___ Source information ___
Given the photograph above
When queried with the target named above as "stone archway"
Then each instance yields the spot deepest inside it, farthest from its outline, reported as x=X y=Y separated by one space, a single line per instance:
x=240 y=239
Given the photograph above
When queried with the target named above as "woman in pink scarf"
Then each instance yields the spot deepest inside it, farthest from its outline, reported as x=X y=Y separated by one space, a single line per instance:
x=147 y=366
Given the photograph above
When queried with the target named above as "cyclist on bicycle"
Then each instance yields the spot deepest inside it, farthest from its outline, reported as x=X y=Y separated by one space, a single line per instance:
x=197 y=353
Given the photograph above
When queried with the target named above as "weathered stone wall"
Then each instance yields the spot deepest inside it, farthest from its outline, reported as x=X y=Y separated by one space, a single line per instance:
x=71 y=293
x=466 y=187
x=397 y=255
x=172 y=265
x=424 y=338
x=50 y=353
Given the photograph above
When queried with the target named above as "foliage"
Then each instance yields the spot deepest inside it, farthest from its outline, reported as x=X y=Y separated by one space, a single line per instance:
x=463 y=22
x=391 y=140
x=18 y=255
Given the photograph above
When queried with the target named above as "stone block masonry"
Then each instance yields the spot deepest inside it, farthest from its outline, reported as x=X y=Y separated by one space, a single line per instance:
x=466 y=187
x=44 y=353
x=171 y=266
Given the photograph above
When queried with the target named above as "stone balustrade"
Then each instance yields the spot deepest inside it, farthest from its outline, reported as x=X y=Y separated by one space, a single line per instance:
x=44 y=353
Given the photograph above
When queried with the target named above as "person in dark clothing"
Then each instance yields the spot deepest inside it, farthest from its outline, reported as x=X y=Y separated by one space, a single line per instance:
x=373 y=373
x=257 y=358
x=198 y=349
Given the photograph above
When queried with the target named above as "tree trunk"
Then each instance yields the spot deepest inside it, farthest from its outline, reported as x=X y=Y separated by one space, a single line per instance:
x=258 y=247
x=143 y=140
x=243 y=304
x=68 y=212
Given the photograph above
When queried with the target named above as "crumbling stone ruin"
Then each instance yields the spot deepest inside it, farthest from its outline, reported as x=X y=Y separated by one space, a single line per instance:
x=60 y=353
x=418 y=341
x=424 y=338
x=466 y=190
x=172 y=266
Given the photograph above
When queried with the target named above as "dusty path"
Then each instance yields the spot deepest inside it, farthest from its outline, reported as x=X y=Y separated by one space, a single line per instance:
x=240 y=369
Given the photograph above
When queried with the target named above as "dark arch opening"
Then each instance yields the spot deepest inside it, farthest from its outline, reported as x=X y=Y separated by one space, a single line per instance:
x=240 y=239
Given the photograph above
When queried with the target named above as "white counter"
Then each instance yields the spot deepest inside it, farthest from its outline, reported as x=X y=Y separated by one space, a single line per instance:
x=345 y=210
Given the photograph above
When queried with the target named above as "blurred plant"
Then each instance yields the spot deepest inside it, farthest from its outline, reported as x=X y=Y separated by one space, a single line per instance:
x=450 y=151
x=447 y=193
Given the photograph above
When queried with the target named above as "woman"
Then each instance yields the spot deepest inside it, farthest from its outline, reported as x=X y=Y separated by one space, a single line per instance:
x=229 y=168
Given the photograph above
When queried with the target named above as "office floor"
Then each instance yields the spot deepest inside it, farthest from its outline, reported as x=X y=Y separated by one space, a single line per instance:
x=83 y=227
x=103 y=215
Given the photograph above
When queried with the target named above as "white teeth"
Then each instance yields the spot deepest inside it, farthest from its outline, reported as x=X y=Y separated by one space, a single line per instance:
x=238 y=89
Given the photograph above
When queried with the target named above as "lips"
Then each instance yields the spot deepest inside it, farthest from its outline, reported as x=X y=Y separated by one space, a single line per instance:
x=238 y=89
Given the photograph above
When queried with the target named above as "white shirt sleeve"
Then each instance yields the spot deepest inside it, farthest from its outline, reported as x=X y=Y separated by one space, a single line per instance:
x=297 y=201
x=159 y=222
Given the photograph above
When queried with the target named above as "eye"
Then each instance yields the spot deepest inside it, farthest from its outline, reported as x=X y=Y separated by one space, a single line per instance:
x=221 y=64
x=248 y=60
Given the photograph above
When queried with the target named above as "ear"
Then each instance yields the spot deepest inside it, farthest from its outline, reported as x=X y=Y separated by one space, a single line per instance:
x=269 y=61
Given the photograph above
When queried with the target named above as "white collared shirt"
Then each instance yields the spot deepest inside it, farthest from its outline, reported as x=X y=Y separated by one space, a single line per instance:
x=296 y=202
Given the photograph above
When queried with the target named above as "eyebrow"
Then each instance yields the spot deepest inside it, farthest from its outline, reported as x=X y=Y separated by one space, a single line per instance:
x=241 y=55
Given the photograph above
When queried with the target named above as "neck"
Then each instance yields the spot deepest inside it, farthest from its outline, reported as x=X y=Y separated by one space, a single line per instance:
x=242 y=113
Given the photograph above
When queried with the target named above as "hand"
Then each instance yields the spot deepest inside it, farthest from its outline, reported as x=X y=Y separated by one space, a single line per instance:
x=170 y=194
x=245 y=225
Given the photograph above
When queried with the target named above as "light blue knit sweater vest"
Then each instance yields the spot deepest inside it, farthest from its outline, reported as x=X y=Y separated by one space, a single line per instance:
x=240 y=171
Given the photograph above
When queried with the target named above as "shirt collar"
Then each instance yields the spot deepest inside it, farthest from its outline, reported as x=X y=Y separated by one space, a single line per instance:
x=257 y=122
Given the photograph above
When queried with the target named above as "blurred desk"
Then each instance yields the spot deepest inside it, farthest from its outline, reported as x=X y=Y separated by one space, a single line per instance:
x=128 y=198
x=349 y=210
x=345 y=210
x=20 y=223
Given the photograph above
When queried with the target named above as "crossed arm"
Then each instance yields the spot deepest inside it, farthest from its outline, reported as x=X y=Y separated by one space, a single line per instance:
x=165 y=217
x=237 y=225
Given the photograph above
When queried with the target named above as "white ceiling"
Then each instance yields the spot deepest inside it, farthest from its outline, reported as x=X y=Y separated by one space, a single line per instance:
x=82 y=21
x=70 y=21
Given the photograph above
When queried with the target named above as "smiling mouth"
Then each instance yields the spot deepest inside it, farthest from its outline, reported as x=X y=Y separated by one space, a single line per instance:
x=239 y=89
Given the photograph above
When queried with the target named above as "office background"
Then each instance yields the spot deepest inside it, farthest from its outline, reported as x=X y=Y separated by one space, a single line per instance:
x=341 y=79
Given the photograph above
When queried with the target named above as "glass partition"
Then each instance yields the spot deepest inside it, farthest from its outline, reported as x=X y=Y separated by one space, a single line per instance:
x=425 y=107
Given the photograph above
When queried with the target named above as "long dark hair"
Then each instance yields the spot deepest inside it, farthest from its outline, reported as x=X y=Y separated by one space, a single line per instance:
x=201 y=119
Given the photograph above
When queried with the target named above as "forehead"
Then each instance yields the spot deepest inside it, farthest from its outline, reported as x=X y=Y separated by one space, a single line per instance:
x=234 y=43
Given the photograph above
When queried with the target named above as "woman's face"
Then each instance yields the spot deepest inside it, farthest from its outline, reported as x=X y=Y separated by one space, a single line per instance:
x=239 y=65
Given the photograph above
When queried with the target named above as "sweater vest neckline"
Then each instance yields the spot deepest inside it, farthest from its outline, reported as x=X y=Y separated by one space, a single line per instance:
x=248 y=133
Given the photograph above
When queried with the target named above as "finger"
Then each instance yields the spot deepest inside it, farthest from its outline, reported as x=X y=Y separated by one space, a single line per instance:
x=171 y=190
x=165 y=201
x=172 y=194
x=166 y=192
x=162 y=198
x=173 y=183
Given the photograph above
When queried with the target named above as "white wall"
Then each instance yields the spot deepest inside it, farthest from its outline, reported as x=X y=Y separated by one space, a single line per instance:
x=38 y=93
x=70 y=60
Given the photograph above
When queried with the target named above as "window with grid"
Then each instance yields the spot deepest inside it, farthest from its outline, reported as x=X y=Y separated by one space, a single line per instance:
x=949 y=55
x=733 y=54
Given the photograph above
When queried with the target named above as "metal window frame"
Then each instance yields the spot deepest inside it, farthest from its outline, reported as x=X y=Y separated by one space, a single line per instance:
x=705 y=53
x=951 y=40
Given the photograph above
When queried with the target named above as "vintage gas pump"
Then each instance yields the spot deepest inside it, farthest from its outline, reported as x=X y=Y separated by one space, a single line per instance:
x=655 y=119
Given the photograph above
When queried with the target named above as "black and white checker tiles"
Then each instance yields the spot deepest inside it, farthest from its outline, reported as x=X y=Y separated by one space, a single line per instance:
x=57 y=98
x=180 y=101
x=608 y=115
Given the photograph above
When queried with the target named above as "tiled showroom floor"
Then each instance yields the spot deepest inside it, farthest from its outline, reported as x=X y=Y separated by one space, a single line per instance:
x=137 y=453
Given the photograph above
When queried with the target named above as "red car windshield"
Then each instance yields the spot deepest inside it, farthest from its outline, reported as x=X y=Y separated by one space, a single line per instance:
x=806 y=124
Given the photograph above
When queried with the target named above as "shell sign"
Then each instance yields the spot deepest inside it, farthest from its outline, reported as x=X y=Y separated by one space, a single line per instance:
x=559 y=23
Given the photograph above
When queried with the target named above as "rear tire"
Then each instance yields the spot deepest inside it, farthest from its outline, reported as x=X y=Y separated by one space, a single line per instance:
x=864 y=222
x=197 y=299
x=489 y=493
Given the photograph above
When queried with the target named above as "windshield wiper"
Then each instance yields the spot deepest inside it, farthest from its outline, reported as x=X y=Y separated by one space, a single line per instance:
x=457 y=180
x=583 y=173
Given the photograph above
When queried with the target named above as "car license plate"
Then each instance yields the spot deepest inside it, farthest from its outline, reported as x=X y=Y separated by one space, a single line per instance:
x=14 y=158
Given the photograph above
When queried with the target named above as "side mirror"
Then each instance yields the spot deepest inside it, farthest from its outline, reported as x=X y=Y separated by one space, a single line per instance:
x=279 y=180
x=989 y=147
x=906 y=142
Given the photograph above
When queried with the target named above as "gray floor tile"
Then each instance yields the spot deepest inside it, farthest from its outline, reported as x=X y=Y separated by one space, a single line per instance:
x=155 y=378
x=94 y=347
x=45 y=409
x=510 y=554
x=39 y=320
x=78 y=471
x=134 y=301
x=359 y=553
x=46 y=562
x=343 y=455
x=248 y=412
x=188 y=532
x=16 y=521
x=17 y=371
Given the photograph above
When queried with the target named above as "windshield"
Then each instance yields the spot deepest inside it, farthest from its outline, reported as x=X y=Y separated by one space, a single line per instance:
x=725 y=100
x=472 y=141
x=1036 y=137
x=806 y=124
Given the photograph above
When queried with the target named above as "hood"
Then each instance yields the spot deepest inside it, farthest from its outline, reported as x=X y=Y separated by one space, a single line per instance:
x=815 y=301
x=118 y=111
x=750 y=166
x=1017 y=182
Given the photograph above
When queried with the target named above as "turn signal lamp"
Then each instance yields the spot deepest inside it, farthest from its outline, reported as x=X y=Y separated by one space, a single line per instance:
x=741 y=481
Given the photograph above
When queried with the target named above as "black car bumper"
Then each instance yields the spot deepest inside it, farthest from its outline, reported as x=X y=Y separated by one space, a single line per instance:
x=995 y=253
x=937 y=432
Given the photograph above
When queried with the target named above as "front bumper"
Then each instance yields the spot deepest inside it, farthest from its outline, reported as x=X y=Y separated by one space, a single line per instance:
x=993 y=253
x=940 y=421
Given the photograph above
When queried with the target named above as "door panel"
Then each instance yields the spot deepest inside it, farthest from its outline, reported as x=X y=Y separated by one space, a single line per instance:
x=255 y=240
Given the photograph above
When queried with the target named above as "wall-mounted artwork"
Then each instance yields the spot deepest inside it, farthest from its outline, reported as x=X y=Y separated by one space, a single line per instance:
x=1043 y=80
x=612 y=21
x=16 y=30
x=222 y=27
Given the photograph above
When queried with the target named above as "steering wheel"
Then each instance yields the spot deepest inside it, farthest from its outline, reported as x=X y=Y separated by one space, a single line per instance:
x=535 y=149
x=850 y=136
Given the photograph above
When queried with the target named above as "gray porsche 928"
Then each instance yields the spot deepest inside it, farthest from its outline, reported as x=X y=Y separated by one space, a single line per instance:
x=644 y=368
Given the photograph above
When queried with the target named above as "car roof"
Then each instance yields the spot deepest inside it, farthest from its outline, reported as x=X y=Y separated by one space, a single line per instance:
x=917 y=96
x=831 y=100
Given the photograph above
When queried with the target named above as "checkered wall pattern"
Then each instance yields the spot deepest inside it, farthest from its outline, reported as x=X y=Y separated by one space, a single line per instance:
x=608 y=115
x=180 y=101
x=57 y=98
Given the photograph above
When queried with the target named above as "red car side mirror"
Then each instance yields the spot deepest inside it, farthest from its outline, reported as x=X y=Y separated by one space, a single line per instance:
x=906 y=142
___
→ Work order
Nothing but a number belongs in the answer, namely how many lines above include "window".

→ Exercise answer
2